### Work to do
Find every line in the items below that contains the word "rubicon" and copy each one in full. Case counts.

Start of Records shown

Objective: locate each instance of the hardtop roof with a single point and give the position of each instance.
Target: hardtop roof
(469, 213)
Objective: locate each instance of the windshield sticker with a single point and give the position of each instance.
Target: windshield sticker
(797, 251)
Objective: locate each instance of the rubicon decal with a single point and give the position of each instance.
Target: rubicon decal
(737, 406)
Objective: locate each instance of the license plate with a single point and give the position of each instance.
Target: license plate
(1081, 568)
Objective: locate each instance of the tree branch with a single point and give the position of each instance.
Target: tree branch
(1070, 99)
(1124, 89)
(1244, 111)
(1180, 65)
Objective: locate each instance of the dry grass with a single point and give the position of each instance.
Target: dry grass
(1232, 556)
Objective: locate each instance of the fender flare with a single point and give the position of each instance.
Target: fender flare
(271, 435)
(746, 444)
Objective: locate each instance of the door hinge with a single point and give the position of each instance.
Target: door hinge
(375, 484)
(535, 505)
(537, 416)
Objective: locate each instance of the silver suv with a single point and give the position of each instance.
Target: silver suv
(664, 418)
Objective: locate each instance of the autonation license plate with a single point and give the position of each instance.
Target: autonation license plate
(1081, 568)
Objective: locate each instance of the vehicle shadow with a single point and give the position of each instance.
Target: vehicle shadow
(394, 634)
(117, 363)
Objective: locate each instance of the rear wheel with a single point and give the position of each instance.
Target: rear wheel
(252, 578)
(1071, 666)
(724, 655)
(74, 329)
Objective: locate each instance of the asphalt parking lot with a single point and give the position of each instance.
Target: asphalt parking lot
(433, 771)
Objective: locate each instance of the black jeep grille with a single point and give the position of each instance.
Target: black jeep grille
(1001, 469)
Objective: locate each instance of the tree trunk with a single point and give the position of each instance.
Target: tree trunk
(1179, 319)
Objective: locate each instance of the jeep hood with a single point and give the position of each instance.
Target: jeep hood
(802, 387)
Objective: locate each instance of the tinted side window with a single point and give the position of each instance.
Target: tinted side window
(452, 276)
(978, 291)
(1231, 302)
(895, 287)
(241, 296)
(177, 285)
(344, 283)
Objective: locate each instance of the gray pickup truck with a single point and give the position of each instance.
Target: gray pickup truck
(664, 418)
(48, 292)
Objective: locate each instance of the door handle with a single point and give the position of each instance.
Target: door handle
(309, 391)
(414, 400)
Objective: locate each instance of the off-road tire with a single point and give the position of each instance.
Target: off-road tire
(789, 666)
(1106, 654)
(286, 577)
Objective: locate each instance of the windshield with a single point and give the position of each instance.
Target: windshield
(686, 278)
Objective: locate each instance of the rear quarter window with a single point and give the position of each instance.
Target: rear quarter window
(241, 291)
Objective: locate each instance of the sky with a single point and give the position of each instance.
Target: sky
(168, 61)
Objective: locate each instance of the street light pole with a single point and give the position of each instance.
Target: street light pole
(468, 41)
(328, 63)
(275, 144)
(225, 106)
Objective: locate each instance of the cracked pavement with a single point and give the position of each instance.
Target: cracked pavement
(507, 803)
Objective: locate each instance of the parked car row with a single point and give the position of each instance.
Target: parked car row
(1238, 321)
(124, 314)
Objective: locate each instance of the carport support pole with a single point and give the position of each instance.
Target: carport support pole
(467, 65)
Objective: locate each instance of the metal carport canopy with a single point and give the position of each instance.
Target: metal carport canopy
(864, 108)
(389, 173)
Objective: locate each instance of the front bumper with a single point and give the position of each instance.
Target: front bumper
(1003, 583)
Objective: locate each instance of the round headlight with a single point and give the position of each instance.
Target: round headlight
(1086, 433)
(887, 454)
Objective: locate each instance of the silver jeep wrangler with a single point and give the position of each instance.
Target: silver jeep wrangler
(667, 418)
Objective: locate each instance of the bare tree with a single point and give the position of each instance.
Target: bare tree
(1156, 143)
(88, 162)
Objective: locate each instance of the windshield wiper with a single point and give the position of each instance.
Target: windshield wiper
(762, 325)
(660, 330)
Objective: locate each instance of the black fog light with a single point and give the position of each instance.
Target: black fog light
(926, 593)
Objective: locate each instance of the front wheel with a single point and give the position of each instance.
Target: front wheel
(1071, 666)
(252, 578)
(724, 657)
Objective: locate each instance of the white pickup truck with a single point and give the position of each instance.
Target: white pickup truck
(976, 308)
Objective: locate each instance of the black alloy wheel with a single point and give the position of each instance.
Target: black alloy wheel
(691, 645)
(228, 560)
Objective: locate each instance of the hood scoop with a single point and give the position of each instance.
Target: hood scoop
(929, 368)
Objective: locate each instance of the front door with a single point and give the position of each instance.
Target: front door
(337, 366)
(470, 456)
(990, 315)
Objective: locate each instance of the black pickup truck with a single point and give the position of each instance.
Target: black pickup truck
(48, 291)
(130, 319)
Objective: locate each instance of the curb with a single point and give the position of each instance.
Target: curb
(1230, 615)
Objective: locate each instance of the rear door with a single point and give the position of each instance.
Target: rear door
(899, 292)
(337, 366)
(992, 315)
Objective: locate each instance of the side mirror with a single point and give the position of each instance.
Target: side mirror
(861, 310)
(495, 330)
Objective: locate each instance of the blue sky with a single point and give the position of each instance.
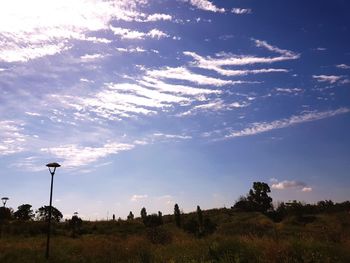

End of Records shown

### Output below
Objective: locate each instance of the rubicon decal with a single point and give the position of each instance.
Target: rubicon decal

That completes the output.